Description of the task: Print out the entries exactly, and include each one.

Collection entries:
**********
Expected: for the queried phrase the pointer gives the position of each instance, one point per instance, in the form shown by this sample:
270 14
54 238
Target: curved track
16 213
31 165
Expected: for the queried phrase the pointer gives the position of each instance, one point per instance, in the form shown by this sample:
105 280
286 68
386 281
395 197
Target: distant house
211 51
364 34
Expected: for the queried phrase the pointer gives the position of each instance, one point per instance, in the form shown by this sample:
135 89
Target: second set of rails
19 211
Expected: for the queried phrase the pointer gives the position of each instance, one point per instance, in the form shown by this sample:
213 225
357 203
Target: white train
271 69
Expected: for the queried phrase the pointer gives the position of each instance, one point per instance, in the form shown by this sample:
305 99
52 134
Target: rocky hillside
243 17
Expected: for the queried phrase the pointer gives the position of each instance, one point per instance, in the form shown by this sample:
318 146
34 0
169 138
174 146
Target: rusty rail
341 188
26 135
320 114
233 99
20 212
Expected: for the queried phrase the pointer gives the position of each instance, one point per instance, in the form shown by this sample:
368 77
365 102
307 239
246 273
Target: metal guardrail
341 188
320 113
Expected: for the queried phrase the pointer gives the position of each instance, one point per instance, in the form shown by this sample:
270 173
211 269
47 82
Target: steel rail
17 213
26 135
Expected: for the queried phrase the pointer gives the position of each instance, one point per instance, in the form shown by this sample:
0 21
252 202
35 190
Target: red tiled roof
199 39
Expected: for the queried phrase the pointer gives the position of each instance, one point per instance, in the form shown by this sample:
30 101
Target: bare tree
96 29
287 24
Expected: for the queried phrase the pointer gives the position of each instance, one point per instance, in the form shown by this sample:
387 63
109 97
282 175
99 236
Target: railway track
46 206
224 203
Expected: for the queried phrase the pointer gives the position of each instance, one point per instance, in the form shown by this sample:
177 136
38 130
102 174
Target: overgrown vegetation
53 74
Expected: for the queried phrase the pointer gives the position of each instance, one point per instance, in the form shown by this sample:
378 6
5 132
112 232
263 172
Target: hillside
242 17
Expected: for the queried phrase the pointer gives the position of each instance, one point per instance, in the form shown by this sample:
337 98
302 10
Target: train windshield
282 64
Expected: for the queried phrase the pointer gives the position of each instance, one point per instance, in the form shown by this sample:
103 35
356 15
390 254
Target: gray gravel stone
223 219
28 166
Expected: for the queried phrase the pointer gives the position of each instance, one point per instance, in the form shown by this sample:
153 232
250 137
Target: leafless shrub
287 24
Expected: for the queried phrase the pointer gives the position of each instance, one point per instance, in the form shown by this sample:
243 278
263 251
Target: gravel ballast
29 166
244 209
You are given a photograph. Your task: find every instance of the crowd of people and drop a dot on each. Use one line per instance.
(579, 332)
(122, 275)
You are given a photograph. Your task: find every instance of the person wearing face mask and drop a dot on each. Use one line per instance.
**********
Response area:
Expected: for the queried phrase the pointer gives the position of each instance, one point per instance, in the form shown by this sample:
270 14
54 238
Target: curved track
16 213
31 165
Expected: for the queried phrase the pointer gives the position of each instance, one point per instance, in the form shown by this sample:
105 280
286 68
386 281
395 197
Target: distant house
211 51
364 34
Expected: for the queried phrase the pointer gives the position of each instance, one point per instance, in the form shown by this sample:
135 89
Target: second set of rails
19 211
Expected: for the queried phrase the pointer gives the position of each instance, one point per instance, in the form shown by this sample:
213 225
357 203
Target: white train
271 69
Expected: for the queried phrase the pointer gives the position of each instance, one point per instance, in the form shown by this sample:
305 99
52 134
Target: rocky hillside
243 17
Expected: for the queried phrase the pointer gives the position of each instance, one point per instance, in the form shown by this sample:
318 146
34 0
169 138
174 146
Target: rusty rail
341 188
26 135
320 114
233 99
20 212
Expected: for the queried phrase the pointer gives the position of each instance, one point per instance, in the form shown by this sample:
368 77
365 102
307 239
246 273
Target: metal guardrail
341 188
320 113
Expected: for the queried phrase the pointer gives the position of each instance, one point per instance, in the form shown by this sample:
270 173
211 269
47 82
Target: steel rail
17 213
26 135
Expected: for the queried phrase the pointer gives the position of each instance, one point per instance, in the form shown by this sample:
0 21
252 202
35 190
Target: red tiled roof
199 39
Expected: for the queried phrase the pointer gives the position of each instance, one point per instance, in the form shown by this sample:
30 101
Target: bare tree
96 29
287 24
Expected: for the queried phrase the pointer gives the position of each instance, one point per instance, in the form shown by this sample:
387 63
109 97
282 175
99 236
Target: railway track
46 206
224 203
Expected: for the queried phrase the pointer gives the position of each instance, one point per instance, in the form shown by this sample:
177 136
38 130
102 174
Target: overgrown vegetation
53 74
Expected: for the queried phrase the pointer gives the position of each instance, one point per instance, in the form shown by this sample:
378 6
5 132
112 232
263 172
Target: hillside
242 17
Expected: for the queried phrase the pointer gives the position of each instance, one point per instance, in the form shown by this sample:
337 98
302 10
Target: train windshield
282 64
Expected: for the queried phrase the pointer gives the position of each instance, one point per instance, in the form shown by this sample:
103 35
356 15
390 254
Target: gray gravel stone
223 219
28 166
Expected: for the queried phrase the pointer gives the position of each instance, one point per instance, in the form shown by this sample:
153 232
250 137
Target: leafless shrub
287 24
Expected: for the queried phrase the pointer gives the position of each instance, one point per instance, in the form shown by this sample:
243 278
263 251
Target: gravel ballast
29 166
244 209
You are given a photograph. Your task: find every instance of the crowd of people and drop a dot on each. Use one line per instance.
(579, 332)
(122, 275)
You are given a photograph. Your task: find every instance of the person wearing face mask and drop a dot on each. Use one line per instance.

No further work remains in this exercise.